### DOCUMENT EXTRACT

(begin)

It opens at 13 psi(+/-) DIFFERENTIAL, meaning there is 13psi MORE "buildup" in the outer filter can, than the simultaneous & instantaneous pressure at the filter OUTLET. Simply, the filter in this mode would be "throttling" the oil flow. COuld be caused by partially blocked filter media or a high oil pressure spike caused by a high RPM downshift and throttle blip.
 
Originally Posted By: ARCOgraphite
It opens at 13 psi(+/-) DIFFERENTIAL, meaning there is 13psi MORE "buildup" in the outer filter can, than the simultaneous & instantaneous pressure at the filter OUTLET. Simply, the filter in this mode would be "throttling" the oil flow. COuld be caused by partially blocked filter media or a high oil pressure spike caused by a high RPM downshift and throttle blip.


Or by pushing very cold (Therefore thick) oil through the filter media, before the engine warms up.
 
That's exactly what it means.

(end)

[Pointing and labeling entries]
(begin)

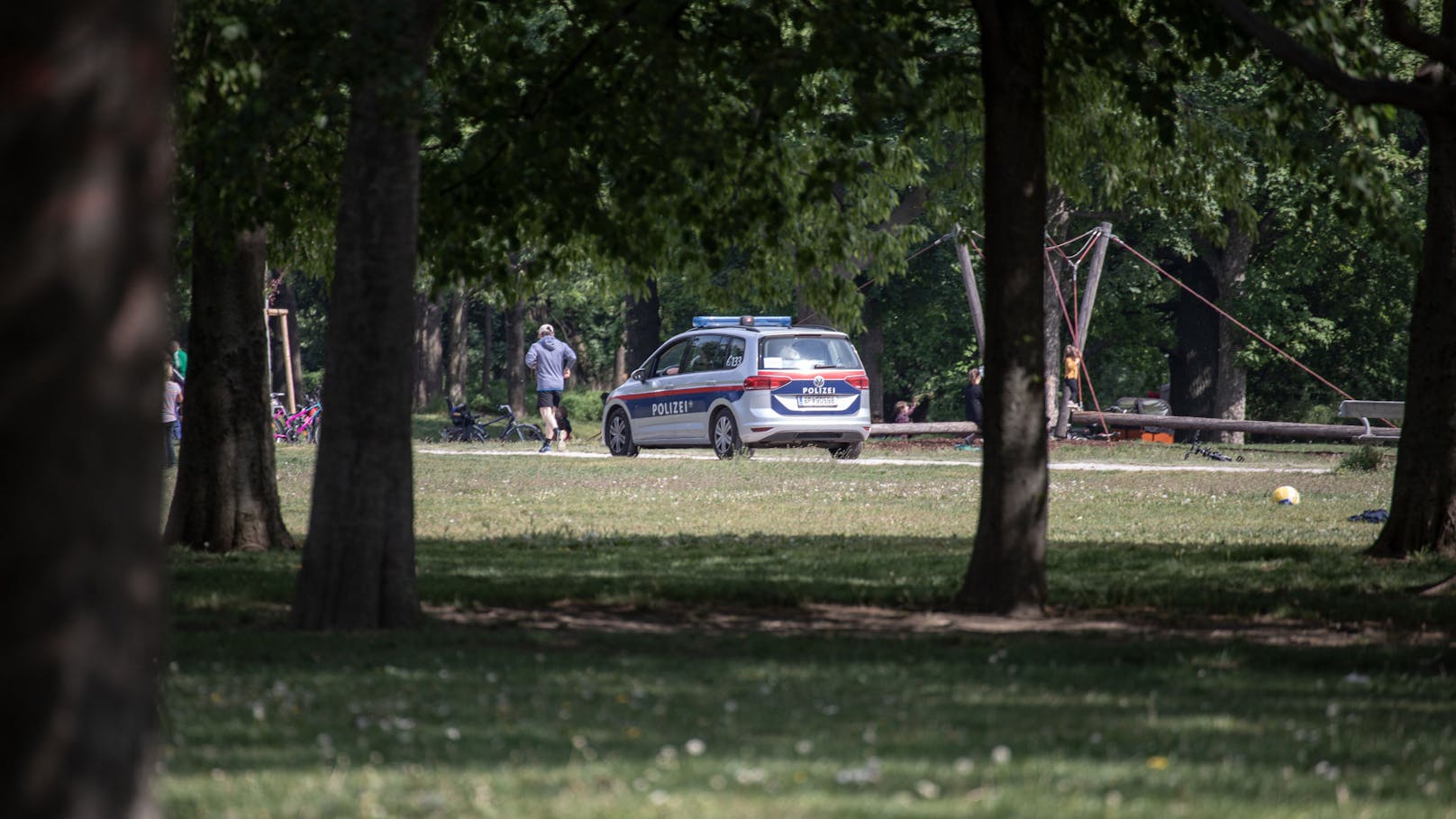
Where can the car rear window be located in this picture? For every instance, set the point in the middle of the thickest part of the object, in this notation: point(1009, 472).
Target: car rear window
point(808, 353)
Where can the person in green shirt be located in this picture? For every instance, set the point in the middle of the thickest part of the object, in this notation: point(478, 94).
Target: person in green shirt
point(179, 360)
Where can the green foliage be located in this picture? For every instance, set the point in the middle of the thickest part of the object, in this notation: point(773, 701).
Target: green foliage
point(669, 139)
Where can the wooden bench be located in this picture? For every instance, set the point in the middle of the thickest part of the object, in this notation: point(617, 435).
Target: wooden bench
point(1366, 410)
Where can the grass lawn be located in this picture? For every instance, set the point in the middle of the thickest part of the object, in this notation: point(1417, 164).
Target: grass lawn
point(770, 637)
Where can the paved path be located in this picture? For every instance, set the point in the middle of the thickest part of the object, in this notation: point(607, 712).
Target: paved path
point(701, 455)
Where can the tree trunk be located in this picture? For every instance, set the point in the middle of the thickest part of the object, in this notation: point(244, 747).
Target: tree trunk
point(359, 564)
point(430, 372)
point(1194, 365)
point(871, 349)
point(1229, 267)
point(86, 162)
point(1008, 571)
point(458, 365)
point(1423, 502)
point(644, 325)
point(515, 358)
point(488, 341)
point(226, 493)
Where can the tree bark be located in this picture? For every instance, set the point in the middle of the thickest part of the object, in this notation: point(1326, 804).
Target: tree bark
point(1194, 363)
point(1423, 502)
point(226, 495)
point(515, 358)
point(83, 238)
point(488, 341)
point(1229, 267)
point(430, 372)
point(359, 564)
point(871, 350)
point(458, 363)
point(1008, 571)
point(644, 323)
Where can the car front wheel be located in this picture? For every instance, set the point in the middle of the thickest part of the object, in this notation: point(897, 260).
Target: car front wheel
point(619, 434)
point(725, 436)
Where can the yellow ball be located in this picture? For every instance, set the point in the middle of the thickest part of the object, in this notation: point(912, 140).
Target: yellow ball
point(1286, 496)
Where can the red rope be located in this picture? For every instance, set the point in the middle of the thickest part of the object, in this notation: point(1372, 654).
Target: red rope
point(1072, 330)
point(1241, 325)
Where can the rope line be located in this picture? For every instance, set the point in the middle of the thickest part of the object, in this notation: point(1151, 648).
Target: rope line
point(1082, 369)
point(1241, 325)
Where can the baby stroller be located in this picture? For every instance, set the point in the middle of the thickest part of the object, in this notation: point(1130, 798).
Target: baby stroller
point(463, 427)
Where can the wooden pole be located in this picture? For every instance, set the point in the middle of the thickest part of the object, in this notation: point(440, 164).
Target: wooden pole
point(287, 358)
point(973, 297)
point(1094, 276)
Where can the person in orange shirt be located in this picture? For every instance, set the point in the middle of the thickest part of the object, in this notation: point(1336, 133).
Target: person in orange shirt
point(1072, 375)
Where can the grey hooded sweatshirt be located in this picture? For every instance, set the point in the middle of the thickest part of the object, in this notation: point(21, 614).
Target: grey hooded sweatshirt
point(550, 358)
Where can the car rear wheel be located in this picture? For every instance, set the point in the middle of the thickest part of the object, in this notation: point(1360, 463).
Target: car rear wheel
point(725, 436)
point(619, 434)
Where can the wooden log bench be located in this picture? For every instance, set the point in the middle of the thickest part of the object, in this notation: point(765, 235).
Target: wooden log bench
point(1366, 410)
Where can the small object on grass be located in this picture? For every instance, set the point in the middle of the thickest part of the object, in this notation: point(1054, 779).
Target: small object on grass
point(1286, 496)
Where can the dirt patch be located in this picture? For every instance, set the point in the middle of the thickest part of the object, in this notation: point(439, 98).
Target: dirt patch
point(827, 620)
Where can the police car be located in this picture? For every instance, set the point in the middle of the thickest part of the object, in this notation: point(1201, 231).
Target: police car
point(739, 382)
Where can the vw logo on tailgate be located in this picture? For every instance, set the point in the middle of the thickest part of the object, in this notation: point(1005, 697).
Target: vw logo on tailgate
point(819, 396)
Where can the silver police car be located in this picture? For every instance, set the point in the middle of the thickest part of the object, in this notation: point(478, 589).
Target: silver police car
point(740, 382)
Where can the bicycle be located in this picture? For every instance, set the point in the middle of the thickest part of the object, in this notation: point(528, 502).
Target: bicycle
point(1207, 452)
point(305, 423)
point(513, 427)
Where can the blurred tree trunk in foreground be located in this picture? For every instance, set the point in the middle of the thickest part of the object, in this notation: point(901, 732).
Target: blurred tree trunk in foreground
point(83, 247)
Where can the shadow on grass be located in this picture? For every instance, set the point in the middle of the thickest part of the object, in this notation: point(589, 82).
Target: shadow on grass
point(1248, 729)
point(578, 722)
point(1171, 583)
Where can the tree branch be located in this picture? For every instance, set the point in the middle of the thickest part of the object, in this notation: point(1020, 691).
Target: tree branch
point(1399, 26)
point(1353, 89)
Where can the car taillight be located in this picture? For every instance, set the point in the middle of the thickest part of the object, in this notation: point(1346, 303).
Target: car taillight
point(765, 382)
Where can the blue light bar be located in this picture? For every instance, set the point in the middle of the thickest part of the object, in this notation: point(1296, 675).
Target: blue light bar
point(742, 321)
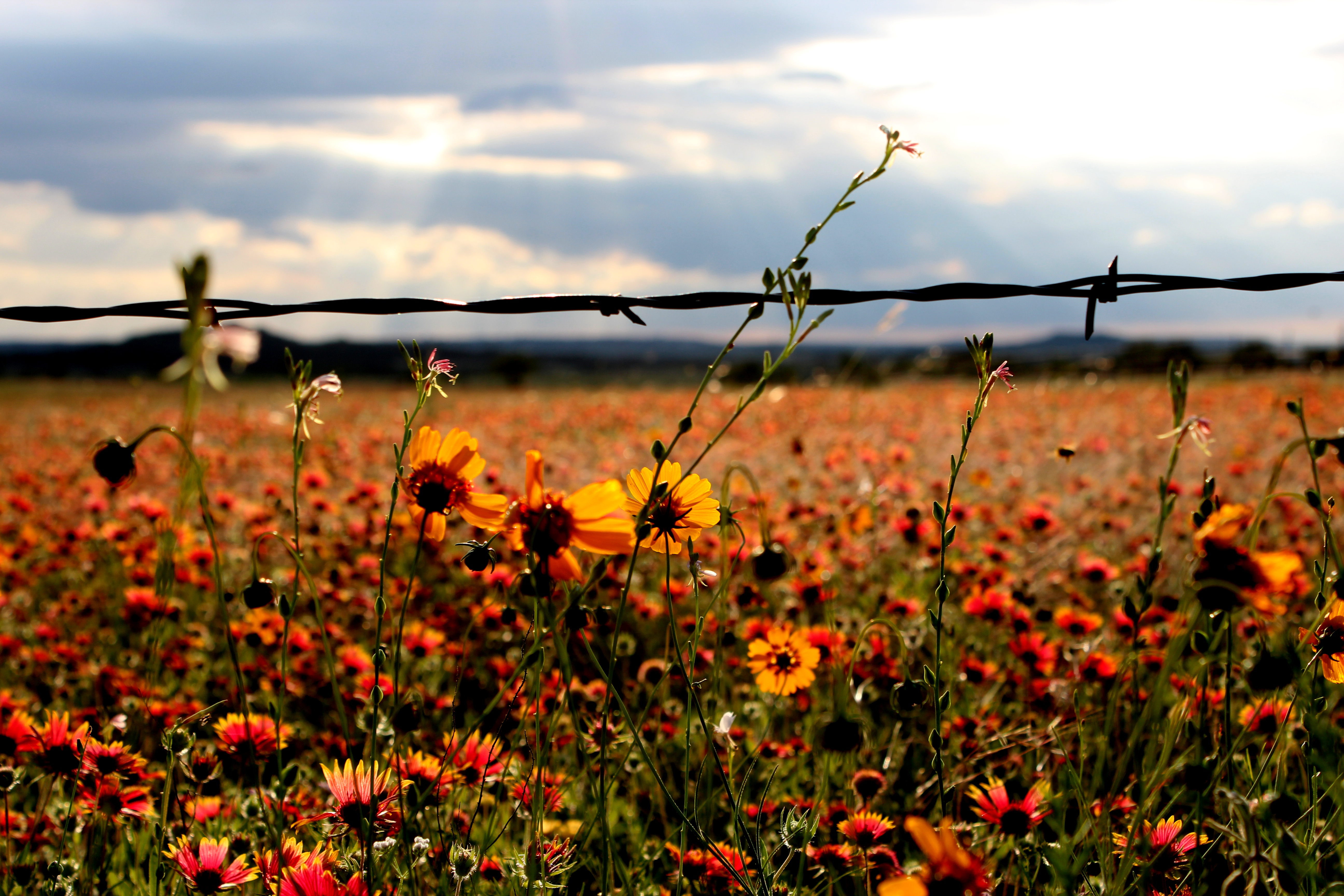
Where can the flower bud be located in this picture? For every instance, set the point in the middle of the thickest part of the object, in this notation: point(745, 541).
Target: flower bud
point(258, 594)
point(463, 860)
point(795, 831)
point(478, 557)
point(115, 461)
point(769, 563)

(end)

### WRITTEN PROBLEM
In the oil filter discussion above, transcribe the passage starting with "Originally Posted By: ARCOgraphite" and going on through "what it means.".

### WRITTEN SOLUTION
Originally Posted By: ARCOgraphite
It opens at 13 psi(+/-) DIFFERENTIAL, meaning there is 13psi MORE "buildup" in the outer filter can, than the simultaneous & instantaneous pressure at the filter OUTLET. Simply, the filter in this mode would be "throttling" the oil flow. COuld be caused by partially blocked filter media or a high oil pressure spike caused by a high RPM downshift and throttle blip.


Or by pushing very cold (Therefore thick) oil through the filter media, before the engine warms up.
 
That's exactly what it means.